— What you have to do —
Write out each entry again. Keep every word exactly as it is.

— Material shown —
- - - - -

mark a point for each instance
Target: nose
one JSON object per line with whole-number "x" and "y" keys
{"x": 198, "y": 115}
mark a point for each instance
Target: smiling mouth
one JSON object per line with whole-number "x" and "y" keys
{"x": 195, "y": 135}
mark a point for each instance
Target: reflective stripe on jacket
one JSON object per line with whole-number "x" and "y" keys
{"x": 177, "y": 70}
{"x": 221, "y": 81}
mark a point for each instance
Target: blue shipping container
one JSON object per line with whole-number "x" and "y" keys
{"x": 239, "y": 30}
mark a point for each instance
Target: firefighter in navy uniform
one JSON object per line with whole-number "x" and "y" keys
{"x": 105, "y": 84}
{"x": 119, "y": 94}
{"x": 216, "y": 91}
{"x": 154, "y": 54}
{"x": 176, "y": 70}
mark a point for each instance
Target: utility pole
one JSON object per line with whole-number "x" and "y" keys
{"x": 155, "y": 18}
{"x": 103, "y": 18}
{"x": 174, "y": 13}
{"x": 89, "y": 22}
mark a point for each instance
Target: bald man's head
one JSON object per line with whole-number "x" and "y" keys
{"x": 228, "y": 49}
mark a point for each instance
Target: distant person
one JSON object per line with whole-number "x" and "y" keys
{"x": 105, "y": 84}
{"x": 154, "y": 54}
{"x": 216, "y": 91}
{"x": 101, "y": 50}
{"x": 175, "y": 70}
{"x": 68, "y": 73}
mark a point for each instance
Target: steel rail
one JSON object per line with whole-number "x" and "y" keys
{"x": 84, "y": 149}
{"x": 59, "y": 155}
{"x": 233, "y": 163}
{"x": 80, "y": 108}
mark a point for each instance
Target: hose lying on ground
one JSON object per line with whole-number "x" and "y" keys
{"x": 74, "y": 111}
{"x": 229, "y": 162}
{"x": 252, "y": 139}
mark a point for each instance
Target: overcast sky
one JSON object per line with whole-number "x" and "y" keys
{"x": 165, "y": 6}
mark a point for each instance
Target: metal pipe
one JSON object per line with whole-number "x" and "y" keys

- - - - -

— Full output —
mark a point for each instance
Target: nose
one JSON object per line with whole-number "x" and "y" keys
{"x": 198, "y": 115}
mark a point for each instance
Target: smiling mouth
one JSON object per line with whole-number "x" and "y" keys
{"x": 195, "y": 135}
mark a point for each instance
Target: reflective stripe on jacket
one JSON object per line with whole-number "x" and "y" keys
{"x": 177, "y": 70}
{"x": 221, "y": 81}
mark a point for each instance
Target: blue shipping container
one JSON object per line with whole-number "x" and "y" keys
{"x": 239, "y": 30}
mark a point for each instance
Target: firefighter in navy uniform
one JSON object per line with whole-number "x" and "y" keys
{"x": 105, "y": 84}
{"x": 119, "y": 94}
{"x": 216, "y": 91}
{"x": 154, "y": 54}
{"x": 176, "y": 70}
mark a point for each instance
Target: utility pole
one JSON object per line with whole-number "x" and "y" keys
{"x": 155, "y": 18}
{"x": 103, "y": 18}
{"x": 174, "y": 13}
{"x": 89, "y": 22}
mark a point for each instance
Target: bald man's head
one JSON object per line with whole-number "x" and "y" keys
{"x": 228, "y": 49}
mark a point for each instance
Target: distant person
one JSON object per line with whole-number "x" and "y" keys
{"x": 105, "y": 84}
{"x": 154, "y": 54}
{"x": 216, "y": 91}
{"x": 101, "y": 50}
{"x": 175, "y": 70}
{"x": 68, "y": 73}
mark a point for each instance
Target: steel rail
one JSON object per line with whole-number "x" and "y" keys
{"x": 84, "y": 149}
{"x": 59, "y": 155}
{"x": 233, "y": 163}
{"x": 80, "y": 108}
mark a point for each instance
Target: hose lying on ground
one JSON object per line with whole-number "x" and "y" keys
{"x": 74, "y": 111}
{"x": 229, "y": 162}
{"x": 252, "y": 139}
mark a point for each instance
Target: overcast sky
one JSON object per line with whole-number "x" and "y" keys
{"x": 165, "y": 6}
mark a point for each instance
Target: metal pipe
one JSON object per line with whole-number "x" and "y" keys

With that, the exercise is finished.